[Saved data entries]
"""

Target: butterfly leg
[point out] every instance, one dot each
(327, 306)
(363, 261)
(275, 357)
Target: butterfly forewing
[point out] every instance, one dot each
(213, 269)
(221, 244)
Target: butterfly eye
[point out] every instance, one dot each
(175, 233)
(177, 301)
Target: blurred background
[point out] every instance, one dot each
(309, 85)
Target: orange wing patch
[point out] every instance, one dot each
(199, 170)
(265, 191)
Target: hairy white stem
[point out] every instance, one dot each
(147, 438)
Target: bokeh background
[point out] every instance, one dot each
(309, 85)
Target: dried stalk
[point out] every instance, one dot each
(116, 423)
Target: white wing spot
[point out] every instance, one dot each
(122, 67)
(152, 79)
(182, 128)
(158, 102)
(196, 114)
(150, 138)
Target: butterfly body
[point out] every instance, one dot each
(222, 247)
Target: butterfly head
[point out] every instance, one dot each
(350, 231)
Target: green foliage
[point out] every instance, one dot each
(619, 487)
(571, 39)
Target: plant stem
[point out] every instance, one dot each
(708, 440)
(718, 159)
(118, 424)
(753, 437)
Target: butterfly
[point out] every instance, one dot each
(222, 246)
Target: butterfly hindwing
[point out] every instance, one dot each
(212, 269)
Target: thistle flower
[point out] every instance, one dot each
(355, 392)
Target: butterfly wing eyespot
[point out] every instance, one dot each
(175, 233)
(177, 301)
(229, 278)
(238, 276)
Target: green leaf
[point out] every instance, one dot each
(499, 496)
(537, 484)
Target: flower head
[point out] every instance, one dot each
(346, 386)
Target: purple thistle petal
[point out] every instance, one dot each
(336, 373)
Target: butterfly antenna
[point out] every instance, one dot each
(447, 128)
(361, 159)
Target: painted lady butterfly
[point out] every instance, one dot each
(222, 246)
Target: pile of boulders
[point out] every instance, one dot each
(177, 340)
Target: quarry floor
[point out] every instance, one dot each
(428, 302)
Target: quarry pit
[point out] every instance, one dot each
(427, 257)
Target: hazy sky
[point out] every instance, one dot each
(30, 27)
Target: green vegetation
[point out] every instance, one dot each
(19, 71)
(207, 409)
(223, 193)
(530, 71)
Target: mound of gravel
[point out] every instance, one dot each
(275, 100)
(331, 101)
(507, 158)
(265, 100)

"""

● Assignment
What you hand back must match the records above exactly.

● Response to the exercise
Target: butterfly leg
[point out] every instance, one dot each
(327, 306)
(363, 261)
(275, 357)
Target: butterfly forewing
[point out] every instance, one dot each
(213, 269)
(221, 244)
Target: butterfly eye
[point out] every instance, one dot each
(175, 233)
(177, 301)
Target: blurred background
[point out] every instance, one dot each
(309, 85)
Target: orange wing patch
[point out] every instance, one dot each
(199, 170)
(265, 191)
Target: hairy white stem
[point out] every instance, one dot each
(147, 438)
Target: bokeh background
[point out] every instance, one dot each
(309, 85)
Target: dried stalk
[point out] every instance, one dot each
(116, 423)
Target: white wing spot
[point out] every instance, one dot each
(122, 67)
(152, 79)
(182, 128)
(158, 102)
(196, 114)
(150, 138)
Target: butterfly body
[point out] every instance, one dot each
(222, 247)
Target: butterfly head
[point out] every instance, one dot each
(350, 231)
Target: green foliage
[point out] every instance, one dot each
(619, 487)
(571, 39)
Target: plant stem
[point out] every instance, one dot each
(708, 440)
(718, 159)
(118, 424)
(753, 437)
Target: butterfly
[point out] every instance, one dot each
(222, 246)
Target: butterfly hindwing
[point out] every instance, one dot each
(212, 269)
Target: thistle flower
[point out] every instance, one dot each
(355, 392)
Target: butterfly wing eyespot
[point out] every instance, one dot each
(175, 233)
(177, 301)
(229, 278)
(238, 276)
Target: green leaf
[point out] every instance, one dot each
(499, 496)
(537, 484)
Target: flower head
[point out] every instance, one dot each
(346, 386)
Target: purple thistle petal
[point out] every instance, one dot each
(336, 373)
Target: butterfly antenna
[point out] every instance, one dot each
(447, 128)
(361, 159)
Target: painted lady butterfly
[point out] every instance, one dot each
(222, 246)
Target: pile of boulders
[point out] every instance, one dot each
(177, 340)
Target: quarry floor
[point out] every instance, one dot each
(428, 302)
Target: quarry pit
[point out] every instance, one dot each
(427, 257)
Target: hazy sky
[point out] every instance, one dot each
(30, 27)
Target: green vegetation
[point out] every instance, one dot each
(19, 71)
(207, 409)
(223, 193)
(530, 71)
Target: mound of gravel
[point out] every instance, one dot each
(275, 100)
(331, 101)
(507, 158)
(265, 100)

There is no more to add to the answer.